━━━━━ Kutipan teks

Fenomena ini menurutnya, adalah hasil dari ideologi kebebasan ekspresif
individual yang mengunggulkan aktualisasi diri sendiri dibandingkan kebutuhan
anak-anaknya[7]. Patrick
Fagan[8] percaya bahwa banyaknya keluarga yang “broken” akan
menyebabkan masyarakat menjadi buruk dan sakit, karena dimulai dari cara yang
salah atau keliru:
“whenever
there is too high a concentration of such broken families in any community,
that community will disintegrate. Only
so many dysfunctional families can be
sustained before the moral and social fabrics of the community itself breaks
down. Re-establishment of the basic
community code of children within marriage is necessary both for the future
happiness of American families and for a reduction in violent crime”
(ditempat
dimana banyak keluarga “broken”, disitulah terdapat komunitas yang
terpecah. Ada keluarga “tak berfungsi”
yang berusaha dipertahankan selama
produksi moral dan sosial belum mengalami kehancuran. Penetapan kembali nilai anak dalam pernikahan adalah amat penting
baik bagi masa depan kebahagiaan bangsa Amerika maupun upaya penurunan
kriminalitas dan kejahatan).
Kelemahan Standar Moral
Sementara itu tinjauan agama
melihat bahwa manusia terlalu lemah dalam pengendalian emosi dan nafsunya
karena tidak lagi memiliki ikatan kuat dengan kekuasaan absolut Tuhan yang
supranatural dan tidak diikat oleh kebiasaan baik yang membentengi manusia dari
pengaruh kejahatan. Lahirnya paham
positivism -dengan mengedepankan bukti nyata science hingga bukanlah kebenaran
jika tanpa bukti empirik- telah menggoyang keyakinan manusia tentang keberadaan
moral dan agama, seperti dituliskan oleh Wilson (1993):
"Why has moral discourse
become unfashionable or merely partisan?

━━━━━━━━━━
━━━━━ Materi yang diberikan

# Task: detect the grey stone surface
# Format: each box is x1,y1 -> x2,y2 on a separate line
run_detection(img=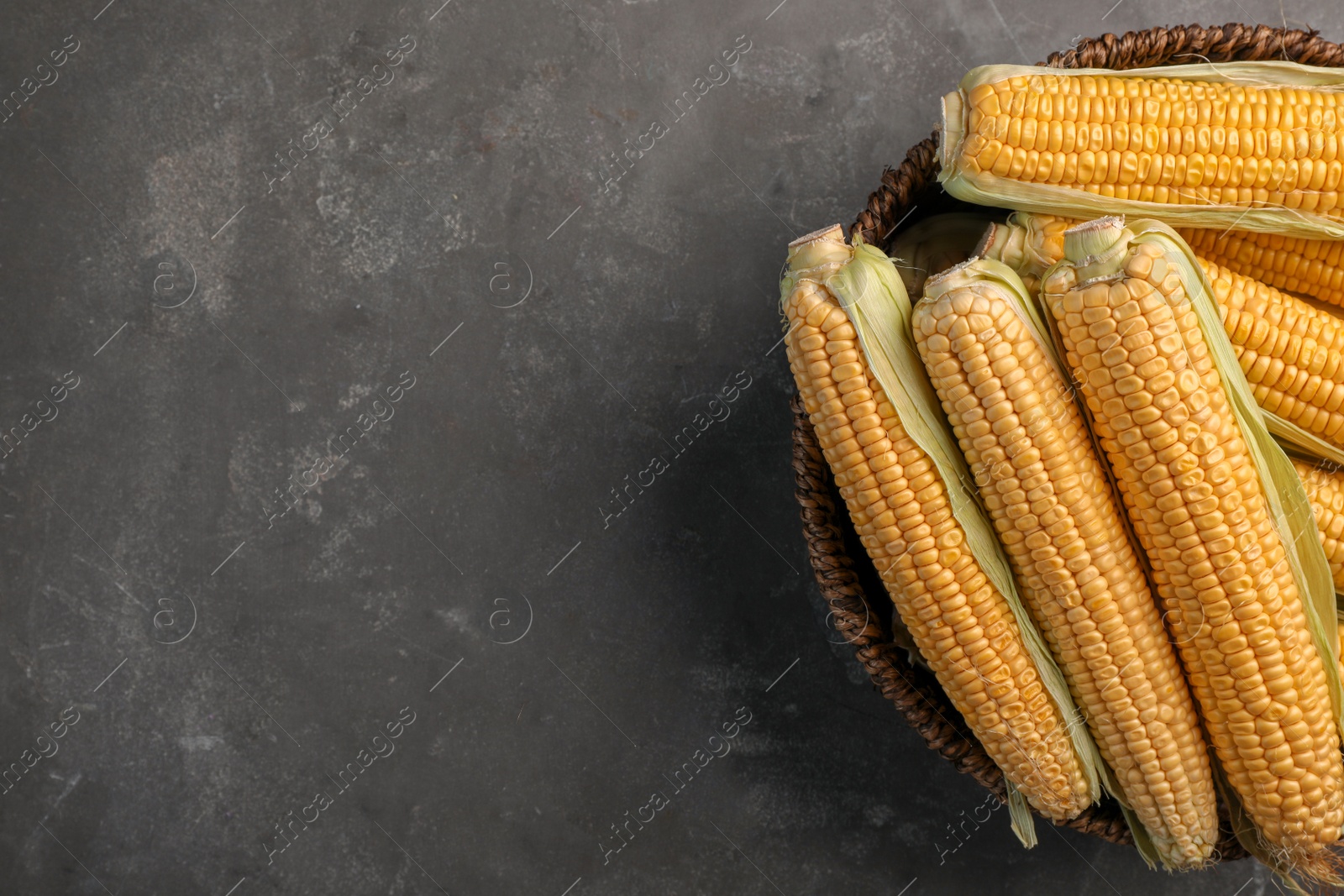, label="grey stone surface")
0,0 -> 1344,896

━━━━━━━━━━

▶ [Tujuan]:
Ganti "kriminalitas" dengan "tindak pidana" pada teks tentang keluarga dan moral, lalu tuliskan kembali bagian yang dimulai dari "yang berusaha dipertahankan" dan berakhir pada "kriminalitas dan kejahatan).".

▶ [Hasil akhir]:
yang berusaha dipertahankan selama
produksi moral dan sosial belum mengalami kehancuran. Penetapan kembali nilai anak dalam pernikahan adalah amat penting
baik bagi masa depan kebahagiaan bangsa Amerika maupun upaya penurunan
tindak pidana dan kejahatan).